--- start of INPUT ROWS ---
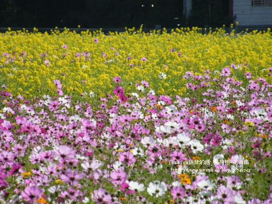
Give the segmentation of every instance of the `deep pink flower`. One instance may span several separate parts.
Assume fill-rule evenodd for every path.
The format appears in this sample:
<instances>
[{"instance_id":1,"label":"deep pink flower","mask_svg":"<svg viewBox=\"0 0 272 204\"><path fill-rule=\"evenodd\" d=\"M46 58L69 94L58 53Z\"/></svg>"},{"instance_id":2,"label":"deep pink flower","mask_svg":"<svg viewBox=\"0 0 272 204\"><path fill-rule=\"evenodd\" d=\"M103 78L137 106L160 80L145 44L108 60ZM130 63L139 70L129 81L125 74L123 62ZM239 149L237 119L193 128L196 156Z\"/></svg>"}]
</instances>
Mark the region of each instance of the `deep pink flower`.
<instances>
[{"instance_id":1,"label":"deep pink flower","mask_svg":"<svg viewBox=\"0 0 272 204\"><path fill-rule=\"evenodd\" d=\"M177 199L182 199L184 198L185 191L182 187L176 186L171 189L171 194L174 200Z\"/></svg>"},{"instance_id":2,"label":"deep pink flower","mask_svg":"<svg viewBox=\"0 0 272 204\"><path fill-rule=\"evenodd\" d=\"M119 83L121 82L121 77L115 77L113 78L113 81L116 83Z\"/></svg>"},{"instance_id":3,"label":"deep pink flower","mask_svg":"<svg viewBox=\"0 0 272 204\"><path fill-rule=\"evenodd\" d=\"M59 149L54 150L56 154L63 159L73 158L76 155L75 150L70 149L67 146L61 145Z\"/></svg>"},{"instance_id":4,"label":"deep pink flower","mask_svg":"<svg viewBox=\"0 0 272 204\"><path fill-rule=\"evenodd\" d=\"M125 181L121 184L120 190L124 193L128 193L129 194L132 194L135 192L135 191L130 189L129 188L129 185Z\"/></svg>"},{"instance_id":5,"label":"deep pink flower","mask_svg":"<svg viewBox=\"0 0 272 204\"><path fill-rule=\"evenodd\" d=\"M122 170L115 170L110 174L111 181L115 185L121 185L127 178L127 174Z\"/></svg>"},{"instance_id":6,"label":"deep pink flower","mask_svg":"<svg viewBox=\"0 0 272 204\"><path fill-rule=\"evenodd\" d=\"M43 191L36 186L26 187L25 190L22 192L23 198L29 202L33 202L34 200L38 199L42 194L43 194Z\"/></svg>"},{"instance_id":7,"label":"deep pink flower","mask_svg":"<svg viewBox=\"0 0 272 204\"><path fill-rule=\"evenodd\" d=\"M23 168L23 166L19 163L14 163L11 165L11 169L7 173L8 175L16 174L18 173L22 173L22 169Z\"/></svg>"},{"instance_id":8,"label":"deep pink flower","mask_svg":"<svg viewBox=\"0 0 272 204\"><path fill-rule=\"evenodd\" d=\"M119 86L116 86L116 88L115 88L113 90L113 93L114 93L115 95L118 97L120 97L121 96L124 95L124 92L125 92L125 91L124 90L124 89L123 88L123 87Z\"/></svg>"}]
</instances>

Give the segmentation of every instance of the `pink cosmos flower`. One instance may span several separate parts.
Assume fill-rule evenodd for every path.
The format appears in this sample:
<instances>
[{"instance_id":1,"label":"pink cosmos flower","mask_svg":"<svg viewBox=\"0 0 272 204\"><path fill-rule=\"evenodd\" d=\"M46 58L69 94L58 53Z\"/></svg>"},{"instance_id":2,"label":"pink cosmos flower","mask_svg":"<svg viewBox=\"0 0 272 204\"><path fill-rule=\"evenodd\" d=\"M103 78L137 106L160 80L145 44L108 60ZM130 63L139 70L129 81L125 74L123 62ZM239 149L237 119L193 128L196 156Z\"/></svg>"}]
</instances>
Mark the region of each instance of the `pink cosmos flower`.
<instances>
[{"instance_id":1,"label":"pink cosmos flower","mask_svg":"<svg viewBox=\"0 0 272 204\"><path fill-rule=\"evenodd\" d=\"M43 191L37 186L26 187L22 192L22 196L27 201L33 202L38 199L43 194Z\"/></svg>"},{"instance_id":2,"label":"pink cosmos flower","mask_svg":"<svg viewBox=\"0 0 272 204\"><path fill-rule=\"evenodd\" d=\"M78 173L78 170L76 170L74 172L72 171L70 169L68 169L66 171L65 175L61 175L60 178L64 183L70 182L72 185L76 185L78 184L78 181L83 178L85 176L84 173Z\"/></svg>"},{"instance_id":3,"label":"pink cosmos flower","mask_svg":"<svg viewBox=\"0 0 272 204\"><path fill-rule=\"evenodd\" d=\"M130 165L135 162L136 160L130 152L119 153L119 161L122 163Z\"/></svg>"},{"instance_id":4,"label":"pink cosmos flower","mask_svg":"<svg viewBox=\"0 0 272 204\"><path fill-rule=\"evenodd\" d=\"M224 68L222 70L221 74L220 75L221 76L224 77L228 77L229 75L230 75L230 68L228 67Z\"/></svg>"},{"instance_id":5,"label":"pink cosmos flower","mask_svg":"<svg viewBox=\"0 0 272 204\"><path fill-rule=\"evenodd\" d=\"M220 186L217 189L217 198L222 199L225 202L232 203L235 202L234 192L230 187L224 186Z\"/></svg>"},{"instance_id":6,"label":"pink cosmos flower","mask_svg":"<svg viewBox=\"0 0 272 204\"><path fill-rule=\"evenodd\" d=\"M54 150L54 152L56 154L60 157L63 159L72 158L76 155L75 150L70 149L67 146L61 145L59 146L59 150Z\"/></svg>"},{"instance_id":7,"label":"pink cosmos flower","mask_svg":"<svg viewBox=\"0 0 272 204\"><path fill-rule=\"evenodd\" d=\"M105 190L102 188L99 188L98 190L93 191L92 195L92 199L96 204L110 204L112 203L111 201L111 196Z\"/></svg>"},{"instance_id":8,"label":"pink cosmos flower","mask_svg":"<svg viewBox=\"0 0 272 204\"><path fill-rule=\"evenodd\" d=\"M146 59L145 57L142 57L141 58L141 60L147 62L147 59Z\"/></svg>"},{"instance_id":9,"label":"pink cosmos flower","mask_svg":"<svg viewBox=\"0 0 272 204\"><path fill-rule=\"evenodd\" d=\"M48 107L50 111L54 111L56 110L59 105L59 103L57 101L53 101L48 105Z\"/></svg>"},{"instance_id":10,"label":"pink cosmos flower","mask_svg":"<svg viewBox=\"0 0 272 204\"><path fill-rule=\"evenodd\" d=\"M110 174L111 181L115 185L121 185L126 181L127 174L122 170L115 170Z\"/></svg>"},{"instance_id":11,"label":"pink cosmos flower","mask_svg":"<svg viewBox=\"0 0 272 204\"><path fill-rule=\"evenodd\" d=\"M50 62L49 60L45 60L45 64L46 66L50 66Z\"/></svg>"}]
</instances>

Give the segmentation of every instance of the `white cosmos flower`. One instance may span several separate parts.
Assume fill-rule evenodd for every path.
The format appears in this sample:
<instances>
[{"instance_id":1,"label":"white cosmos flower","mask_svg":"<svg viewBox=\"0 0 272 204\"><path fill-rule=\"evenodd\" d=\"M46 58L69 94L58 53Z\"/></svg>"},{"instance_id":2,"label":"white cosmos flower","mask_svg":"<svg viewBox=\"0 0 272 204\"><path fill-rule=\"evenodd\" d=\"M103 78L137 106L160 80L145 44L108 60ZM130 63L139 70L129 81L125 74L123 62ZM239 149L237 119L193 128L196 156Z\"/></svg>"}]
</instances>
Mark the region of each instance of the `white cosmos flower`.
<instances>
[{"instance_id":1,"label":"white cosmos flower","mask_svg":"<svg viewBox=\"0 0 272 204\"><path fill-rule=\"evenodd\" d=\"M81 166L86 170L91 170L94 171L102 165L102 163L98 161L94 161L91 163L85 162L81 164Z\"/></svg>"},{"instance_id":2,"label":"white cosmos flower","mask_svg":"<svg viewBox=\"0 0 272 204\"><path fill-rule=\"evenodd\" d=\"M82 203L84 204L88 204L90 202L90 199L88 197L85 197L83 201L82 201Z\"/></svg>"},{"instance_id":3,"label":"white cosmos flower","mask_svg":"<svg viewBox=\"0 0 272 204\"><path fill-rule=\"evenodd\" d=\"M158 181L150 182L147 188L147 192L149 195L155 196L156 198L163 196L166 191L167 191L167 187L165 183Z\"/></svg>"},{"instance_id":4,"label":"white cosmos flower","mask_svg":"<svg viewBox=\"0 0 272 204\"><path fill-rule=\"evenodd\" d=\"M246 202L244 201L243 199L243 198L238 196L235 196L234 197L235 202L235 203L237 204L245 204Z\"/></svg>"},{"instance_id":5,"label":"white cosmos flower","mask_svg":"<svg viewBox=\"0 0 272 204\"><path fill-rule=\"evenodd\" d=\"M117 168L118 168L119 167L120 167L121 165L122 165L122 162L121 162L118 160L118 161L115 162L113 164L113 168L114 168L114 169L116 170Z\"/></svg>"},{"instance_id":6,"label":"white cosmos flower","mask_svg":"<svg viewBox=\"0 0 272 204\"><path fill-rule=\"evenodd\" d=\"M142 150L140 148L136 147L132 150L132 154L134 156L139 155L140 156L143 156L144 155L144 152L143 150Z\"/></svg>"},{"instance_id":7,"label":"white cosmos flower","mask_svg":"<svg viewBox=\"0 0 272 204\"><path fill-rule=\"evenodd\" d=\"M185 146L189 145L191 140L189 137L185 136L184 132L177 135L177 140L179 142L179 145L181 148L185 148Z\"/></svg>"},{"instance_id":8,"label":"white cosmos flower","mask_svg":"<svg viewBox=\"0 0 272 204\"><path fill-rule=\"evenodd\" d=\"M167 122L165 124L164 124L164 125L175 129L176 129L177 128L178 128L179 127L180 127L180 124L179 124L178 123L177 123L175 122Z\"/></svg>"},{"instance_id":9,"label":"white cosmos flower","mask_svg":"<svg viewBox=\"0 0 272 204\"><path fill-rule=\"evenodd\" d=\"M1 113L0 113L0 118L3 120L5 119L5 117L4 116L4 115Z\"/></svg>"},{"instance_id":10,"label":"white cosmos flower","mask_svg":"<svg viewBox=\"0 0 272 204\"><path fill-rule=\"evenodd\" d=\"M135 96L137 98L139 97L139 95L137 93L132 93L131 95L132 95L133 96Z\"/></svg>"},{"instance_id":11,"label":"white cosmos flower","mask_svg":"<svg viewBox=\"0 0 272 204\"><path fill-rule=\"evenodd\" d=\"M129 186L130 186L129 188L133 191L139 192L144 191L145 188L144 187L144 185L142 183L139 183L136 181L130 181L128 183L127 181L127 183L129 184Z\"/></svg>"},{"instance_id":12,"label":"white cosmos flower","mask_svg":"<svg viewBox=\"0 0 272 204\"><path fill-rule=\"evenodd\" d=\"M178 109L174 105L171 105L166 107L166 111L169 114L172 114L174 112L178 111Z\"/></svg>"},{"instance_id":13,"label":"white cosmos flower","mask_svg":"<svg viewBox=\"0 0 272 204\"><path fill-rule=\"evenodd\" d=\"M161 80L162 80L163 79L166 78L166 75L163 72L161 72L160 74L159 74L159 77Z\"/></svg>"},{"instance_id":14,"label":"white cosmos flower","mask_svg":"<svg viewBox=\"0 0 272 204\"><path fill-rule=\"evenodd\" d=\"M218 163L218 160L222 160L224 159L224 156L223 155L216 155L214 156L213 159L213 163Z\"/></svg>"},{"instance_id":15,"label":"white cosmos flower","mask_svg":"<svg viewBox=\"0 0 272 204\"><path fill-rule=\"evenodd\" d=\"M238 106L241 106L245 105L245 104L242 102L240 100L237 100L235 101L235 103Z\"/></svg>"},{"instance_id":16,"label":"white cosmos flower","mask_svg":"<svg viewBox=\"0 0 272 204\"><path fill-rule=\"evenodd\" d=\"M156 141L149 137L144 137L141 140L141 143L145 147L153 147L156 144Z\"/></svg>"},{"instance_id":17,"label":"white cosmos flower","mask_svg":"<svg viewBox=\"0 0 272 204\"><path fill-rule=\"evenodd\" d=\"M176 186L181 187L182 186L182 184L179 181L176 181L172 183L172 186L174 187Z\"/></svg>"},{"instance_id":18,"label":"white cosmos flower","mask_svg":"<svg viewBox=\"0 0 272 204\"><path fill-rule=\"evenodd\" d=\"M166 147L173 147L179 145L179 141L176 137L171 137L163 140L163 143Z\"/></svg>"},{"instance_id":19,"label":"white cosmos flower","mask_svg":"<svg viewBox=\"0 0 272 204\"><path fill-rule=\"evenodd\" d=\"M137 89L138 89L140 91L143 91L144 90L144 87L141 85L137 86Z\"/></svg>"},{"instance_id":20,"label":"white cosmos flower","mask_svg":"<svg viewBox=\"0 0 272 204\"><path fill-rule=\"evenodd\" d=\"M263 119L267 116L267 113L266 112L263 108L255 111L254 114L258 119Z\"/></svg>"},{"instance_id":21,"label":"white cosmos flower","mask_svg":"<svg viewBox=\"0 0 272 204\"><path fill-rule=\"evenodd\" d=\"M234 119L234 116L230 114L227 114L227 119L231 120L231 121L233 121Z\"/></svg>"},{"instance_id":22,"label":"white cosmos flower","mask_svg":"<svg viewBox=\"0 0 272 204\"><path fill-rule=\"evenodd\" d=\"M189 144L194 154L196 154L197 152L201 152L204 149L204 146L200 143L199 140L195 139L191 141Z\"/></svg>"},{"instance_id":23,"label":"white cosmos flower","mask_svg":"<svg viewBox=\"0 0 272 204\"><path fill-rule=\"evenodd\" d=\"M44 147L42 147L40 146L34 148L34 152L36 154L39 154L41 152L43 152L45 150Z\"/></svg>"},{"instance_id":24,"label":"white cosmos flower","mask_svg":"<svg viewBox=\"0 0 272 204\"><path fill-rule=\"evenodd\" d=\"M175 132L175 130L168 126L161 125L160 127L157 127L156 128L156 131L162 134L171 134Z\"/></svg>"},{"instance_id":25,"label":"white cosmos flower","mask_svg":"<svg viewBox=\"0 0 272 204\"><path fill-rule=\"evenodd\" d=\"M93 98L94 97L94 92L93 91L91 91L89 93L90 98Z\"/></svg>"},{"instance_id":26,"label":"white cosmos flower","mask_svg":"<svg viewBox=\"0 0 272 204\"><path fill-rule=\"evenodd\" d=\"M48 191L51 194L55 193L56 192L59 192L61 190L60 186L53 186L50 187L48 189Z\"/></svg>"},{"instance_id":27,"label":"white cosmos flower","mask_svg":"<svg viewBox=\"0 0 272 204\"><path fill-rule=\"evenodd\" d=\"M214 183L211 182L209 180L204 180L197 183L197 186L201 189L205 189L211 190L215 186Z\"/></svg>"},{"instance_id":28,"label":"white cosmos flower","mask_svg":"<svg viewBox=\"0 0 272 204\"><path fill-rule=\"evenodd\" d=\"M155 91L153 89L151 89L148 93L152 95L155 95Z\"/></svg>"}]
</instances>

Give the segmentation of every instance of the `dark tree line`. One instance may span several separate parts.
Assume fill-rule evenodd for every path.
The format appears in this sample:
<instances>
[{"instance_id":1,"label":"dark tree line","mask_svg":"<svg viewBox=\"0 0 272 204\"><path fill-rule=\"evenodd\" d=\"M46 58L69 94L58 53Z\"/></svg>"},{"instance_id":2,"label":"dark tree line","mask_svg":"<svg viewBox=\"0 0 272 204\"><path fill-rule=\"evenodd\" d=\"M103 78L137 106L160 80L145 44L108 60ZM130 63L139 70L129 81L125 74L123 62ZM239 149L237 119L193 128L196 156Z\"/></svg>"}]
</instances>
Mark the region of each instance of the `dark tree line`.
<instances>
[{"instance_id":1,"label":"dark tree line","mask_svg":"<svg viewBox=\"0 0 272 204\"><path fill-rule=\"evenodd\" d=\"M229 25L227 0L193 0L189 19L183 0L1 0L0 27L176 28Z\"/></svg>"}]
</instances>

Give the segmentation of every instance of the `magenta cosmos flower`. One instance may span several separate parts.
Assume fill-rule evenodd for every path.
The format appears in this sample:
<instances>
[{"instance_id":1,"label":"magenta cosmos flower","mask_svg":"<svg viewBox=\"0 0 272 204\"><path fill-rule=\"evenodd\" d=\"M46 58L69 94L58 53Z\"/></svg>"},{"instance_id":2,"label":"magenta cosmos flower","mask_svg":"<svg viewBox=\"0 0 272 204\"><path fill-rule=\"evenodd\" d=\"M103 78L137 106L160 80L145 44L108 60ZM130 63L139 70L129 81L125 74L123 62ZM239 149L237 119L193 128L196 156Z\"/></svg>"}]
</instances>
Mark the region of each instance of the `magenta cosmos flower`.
--- end of INPUT ROWS ---
- _WRITTEN REQUEST_
Report every line of the listing that contains the string "region", treating uppercase and lowercase as different.

- _PROBLEM SOLUTION_
Mark the region of each instance of the `deep pink flower`.
Mark the region of each instance of the `pink cosmos flower`.
Mark the region of each instance of the `white cosmos flower`.
Mark the region of each instance of the `dark tree line`.
Mark the region of each instance of the `magenta cosmos flower`.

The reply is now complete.